◆ WORK TO DO: Reproduce the material below word for word, keeping every line in its original order and form.
■ ■ ■ ■ ■ ■ ■
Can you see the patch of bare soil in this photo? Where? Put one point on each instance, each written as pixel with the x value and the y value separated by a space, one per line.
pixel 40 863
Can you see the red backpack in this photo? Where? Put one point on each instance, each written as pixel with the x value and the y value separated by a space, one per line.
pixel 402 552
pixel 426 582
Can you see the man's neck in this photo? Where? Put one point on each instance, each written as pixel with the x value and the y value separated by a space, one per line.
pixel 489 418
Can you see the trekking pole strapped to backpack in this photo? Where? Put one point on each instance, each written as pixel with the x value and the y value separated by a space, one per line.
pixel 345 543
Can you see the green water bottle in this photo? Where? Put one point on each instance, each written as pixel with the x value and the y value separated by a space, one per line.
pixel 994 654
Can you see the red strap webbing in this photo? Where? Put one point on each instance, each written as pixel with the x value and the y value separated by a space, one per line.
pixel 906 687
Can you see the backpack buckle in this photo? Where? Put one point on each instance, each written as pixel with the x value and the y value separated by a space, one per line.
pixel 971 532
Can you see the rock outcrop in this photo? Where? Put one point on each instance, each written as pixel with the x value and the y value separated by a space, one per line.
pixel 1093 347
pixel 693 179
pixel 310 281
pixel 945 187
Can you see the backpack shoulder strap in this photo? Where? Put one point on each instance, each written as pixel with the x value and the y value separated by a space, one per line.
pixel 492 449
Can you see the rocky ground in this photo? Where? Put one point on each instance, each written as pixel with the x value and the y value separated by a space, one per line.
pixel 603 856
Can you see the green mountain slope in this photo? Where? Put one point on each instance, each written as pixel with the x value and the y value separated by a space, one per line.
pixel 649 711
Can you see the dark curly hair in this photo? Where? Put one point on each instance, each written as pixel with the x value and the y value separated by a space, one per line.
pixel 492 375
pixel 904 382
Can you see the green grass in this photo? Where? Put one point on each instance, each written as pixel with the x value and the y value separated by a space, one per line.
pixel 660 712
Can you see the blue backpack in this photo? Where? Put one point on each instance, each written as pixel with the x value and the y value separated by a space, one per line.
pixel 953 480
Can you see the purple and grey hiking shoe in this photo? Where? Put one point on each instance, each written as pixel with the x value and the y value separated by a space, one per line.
■ ■ ■ ■ ■ ■ ■
◆ RESULT FOR THIS TASK:
Can you see the patch of bare soil in this photo? Where? Put one point on each instance, each written as pixel with the x value and the y value separated by a space, one per line.
pixel 40 863
Can you see the red backpack in this photo? Where? Put one point on each instance, each written as pixel with the x value and the y value separated by a space, one per line.
pixel 402 552
pixel 426 582
Can you see the man's neck in this photo? Where? Put one point on each instance, each written as pixel with the x value and the y value separated by a space, one per line.
pixel 489 418
Can you see the trekking pole strapped to backpack in this photo? Where? Put one point on each instance, each written as pixel with the x value and the y value separated by a space, one per line.
pixel 345 543
Can you see the green water bottle in this photo? Where? Put one point on each instance, each written as pixel with the x value and the y value separated by a space, one per line.
pixel 994 654
Can you see the red strap webbing in this photo? Where? Put one point on each instance, each written as pixel with the x value and the y value separated by a space, one per line.
pixel 906 687
Can you see the backpack buckle in this photo? Where? Put one point on each instance, each written as pixel with the x value and the y value separated by a space, one per line.
pixel 971 532
Can you see the rock outcrop in this photo? Where? Put one point on each instance, each written as pixel with the x value and the y value separated by a space, one per line.
pixel 1093 347
pixel 693 179
pixel 310 281
pixel 945 187
Can you see the backpack shoulder strap in this photo? Where? Put one point on each instance, each written as pixel with the x value and the y value separated by a space, one per line.
pixel 492 449
Can you see the rocky ground in this photo? Where? Put one point on each instance, each written as pixel with the x value and the y value separated by a space, one per line.
pixel 603 856
Can you see the green mountain slope in this photo? Where? Put one point on each instance, each written as pixel with the x value and the y value separated by a space, one per line.
pixel 649 711
Can you see the dark curly hair in this photo? Where? Put one point on each instance, each written as pixel with the x value and the y value separated by a space, one per line.
pixel 492 375
pixel 904 382
Can you see the green grass in this photo? Where? Put one point on each instance, each written as pixel with the x value and the y value separated by a space, one per line.
pixel 660 712
Can you see the blue backpack in this photo? Where? Put one point on each instance, each written as pixel with the x value and the y value separated by a space, one per line.
pixel 953 480
Can you see the purple and grey hiking shoe in this photo? Where? Put one point on each instance, each written as pixel with the x value and the y value separated by a space, one per line.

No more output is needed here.